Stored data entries
=== Begin Enclosure ===

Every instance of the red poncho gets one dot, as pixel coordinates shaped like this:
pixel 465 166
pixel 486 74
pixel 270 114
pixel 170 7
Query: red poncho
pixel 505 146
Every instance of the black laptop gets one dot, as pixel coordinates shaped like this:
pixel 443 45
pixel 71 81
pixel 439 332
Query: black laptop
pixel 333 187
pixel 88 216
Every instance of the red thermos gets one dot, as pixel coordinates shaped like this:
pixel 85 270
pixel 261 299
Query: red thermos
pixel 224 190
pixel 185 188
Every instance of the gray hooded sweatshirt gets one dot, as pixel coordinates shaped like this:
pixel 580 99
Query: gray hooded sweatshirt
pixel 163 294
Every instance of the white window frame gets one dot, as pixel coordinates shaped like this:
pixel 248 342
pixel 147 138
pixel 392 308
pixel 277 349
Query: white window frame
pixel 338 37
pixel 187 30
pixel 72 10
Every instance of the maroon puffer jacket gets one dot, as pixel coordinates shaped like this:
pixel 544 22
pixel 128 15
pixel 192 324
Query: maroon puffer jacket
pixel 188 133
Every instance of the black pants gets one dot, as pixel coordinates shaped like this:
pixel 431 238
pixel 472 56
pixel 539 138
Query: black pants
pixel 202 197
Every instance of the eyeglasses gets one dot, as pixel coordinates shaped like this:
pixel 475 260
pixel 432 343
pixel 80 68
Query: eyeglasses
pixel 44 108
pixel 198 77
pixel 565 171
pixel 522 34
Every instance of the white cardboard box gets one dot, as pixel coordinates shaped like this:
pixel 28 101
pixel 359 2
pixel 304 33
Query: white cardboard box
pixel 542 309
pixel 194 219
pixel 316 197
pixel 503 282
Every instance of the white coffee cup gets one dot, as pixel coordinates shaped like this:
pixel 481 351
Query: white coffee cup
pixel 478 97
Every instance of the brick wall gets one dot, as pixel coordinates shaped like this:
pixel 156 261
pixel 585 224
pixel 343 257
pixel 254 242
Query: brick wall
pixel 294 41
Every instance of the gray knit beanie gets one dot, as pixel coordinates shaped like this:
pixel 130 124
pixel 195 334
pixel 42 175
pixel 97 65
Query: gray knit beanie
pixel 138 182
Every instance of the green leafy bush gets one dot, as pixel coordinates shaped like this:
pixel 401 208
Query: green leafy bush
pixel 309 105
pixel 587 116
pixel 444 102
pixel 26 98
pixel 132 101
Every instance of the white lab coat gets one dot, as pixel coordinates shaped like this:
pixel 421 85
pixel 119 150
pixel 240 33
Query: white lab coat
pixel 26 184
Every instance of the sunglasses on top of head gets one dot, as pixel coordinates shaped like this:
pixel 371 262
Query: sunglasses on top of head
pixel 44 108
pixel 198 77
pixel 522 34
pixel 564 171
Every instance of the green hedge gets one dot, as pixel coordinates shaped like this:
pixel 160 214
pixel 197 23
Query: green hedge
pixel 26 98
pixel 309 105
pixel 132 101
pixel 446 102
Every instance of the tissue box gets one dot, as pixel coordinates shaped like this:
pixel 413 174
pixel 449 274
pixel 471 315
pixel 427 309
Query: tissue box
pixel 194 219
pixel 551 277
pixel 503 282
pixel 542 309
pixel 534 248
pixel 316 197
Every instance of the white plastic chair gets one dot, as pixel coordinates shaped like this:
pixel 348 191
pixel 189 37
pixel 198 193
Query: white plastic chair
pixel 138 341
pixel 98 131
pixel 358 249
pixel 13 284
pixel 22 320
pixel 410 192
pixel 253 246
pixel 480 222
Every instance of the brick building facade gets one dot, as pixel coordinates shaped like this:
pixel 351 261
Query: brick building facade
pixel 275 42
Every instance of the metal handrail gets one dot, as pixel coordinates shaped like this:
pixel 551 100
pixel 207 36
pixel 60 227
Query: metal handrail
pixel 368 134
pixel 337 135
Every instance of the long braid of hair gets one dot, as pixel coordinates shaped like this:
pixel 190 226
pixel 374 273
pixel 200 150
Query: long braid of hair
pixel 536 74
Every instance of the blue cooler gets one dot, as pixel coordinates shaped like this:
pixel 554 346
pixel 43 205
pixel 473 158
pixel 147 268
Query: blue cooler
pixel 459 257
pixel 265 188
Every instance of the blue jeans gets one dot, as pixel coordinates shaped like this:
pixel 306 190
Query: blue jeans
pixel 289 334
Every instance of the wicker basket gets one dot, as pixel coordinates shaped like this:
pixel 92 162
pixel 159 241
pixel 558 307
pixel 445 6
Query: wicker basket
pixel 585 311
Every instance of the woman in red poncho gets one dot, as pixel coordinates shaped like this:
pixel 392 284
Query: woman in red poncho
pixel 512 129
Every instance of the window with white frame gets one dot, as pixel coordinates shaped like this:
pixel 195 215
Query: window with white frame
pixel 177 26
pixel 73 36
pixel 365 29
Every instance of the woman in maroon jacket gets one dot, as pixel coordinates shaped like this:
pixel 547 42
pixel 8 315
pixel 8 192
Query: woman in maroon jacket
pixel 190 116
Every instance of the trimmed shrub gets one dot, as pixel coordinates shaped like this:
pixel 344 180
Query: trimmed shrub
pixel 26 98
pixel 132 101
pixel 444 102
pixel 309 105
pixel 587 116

=== End Enclosure ===

**WHAT TO PRODUCE:** Please output every record exactly as it appears.

**REPLY:**
Every instance of the red poncho gets one dot, as pixel coordinates shaped like this:
pixel 465 166
pixel 486 74
pixel 270 114
pixel 170 7
Query: red poncho
pixel 505 146
Every instance of the black laptop gets one dot, as pixel coordinates shaped like this:
pixel 443 45
pixel 71 81
pixel 439 332
Query: black laptop
pixel 333 187
pixel 88 216
Every instance of the red thermos gets one dot, as pixel coordinates shaped like this:
pixel 85 270
pixel 261 299
Query: red thermos
pixel 224 190
pixel 185 188
Every instance of the gray hooded sweatshirt gets one dot, as pixel coordinates shaped like this:
pixel 580 99
Query: gray hooded sweatshirt
pixel 163 294
Every instance of the white window frame gets one dot, as pixel coordinates shaped like this:
pixel 248 342
pixel 147 138
pixel 392 308
pixel 277 349
Query: white window frame
pixel 338 37
pixel 187 30
pixel 72 10
Every instance of the maroon puffer jacket gets one dot, as pixel coordinates shaped like this:
pixel 544 22
pixel 128 15
pixel 192 324
Query: maroon puffer jacket
pixel 188 133
Every instance of the black pants gets one dot, as pixel coordinates shaped like this:
pixel 431 238
pixel 472 56
pixel 539 138
Query: black pants
pixel 202 197
Every instance of the eyeglasses gets one dot, as pixel coordinates shaped like this:
pixel 475 260
pixel 432 343
pixel 80 68
Query: eyeglasses
pixel 44 108
pixel 198 77
pixel 565 171
pixel 522 34
Every instance of the white cardboard box gets one dot, as pixel coordinates shaped like this:
pixel 28 101
pixel 359 2
pixel 304 33
Query: white cardboard box
pixel 542 309
pixel 194 219
pixel 316 197
pixel 503 282
Every instance of the white coffee cup gets one dot, as pixel coordinates shaped like this:
pixel 481 351
Query: white coffee cup
pixel 478 97
Every instance of the brick wall gets one dot, as pixel coordinates shaped like this:
pixel 156 261
pixel 585 224
pixel 343 257
pixel 254 242
Query: brick wall
pixel 294 41
Every instance of the gray knit beanie gets one dot, as pixel coordinates shaped like this:
pixel 130 124
pixel 195 334
pixel 42 175
pixel 97 65
Query: gray knit beanie
pixel 138 182
Every instance of the green leafy bush gets one dot, as pixel coordinates shaped like this:
pixel 401 208
Query: green leafy bush
pixel 309 105
pixel 587 116
pixel 444 102
pixel 26 98
pixel 132 101
Every instance of the white lab coat gets one dot, as pixel coordinates shaped like this:
pixel 421 85
pixel 119 150
pixel 240 33
Query: white lab coat
pixel 26 184
Every instance of the sunglasses on top of head gets one dot, as pixel coordinates shaped like this:
pixel 371 262
Query: sunglasses on top of head
pixel 44 108
pixel 198 77
pixel 522 34
pixel 564 171
Every instance of the green hedge gets one dot, as pixel coordinates shaped like this:
pixel 160 214
pixel 197 23
Query: green hedge
pixel 26 98
pixel 309 105
pixel 132 101
pixel 446 102
Every instance of the tissue box gets one dot, as pixel coordinates shaped like this:
pixel 413 174
pixel 449 274
pixel 471 315
pixel 427 309
Query: tissue box
pixel 194 219
pixel 551 277
pixel 503 282
pixel 542 309
pixel 534 248
pixel 316 197
Every instance of the white plastic chair gets one dot, as pixel coordinates shaped like this:
pixel 348 191
pixel 189 37
pixel 198 193
Query: white plastic chair
pixel 138 341
pixel 98 131
pixel 358 249
pixel 13 284
pixel 22 320
pixel 410 192
pixel 253 246
pixel 480 222
Every instance of the brick building facade gets one dot, as pixel coordinates shaped like this:
pixel 351 261
Query: brick building facade
pixel 275 42
Every instance of the metal handrail gets one dot, as pixel coordinates shaped like this:
pixel 551 100
pixel 207 36
pixel 60 227
Query: metal handrail
pixel 368 134
pixel 337 135
Every instance of the long braid of hair gets one dot, as pixel coordinates shaped like this:
pixel 190 226
pixel 374 273
pixel 200 150
Query: long braid of hair
pixel 536 74
Every instance of the blue cooler gets one dot, as pixel coordinates shaped like this:
pixel 554 346
pixel 43 205
pixel 473 158
pixel 147 268
Query: blue cooler
pixel 459 257
pixel 265 188
Every instance of the blue jeans gets one dot, as pixel coordinates shaped like this:
pixel 306 190
Query: blue jeans
pixel 289 334
Every instance of the wicker basket gets one dot, as pixel coordinates shaped like this:
pixel 92 162
pixel 159 241
pixel 558 307
pixel 445 6
Query: wicker basket
pixel 585 311
Every instance of the woman in red poncho gets one dot, as pixel coordinates shaped like this:
pixel 392 284
Query: woman in red poncho
pixel 512 129
Every instance of the window with white frame gets one dot, as pixel coordinates shaped like this:
pixel 195 215
Query: window with white frame
pixel 177 26
pixel 73 36
pixel 365 29
Every instance of the woman in maroon jacket gets one dot, as pixel coordinates shaped like this:
pixel 547 42
pixel 8 315
pixel 8 192
Query: woman in maroon jacket
pixel 190 116
Every instance of the trimmed shrub gets one dot, as pixel coordinates shaped like this:
pixel 344 180
Query: trimmed shrub
pixel 26 98
pixel 132 101
pixel 444 102
pixel 309 105
pixel 587 116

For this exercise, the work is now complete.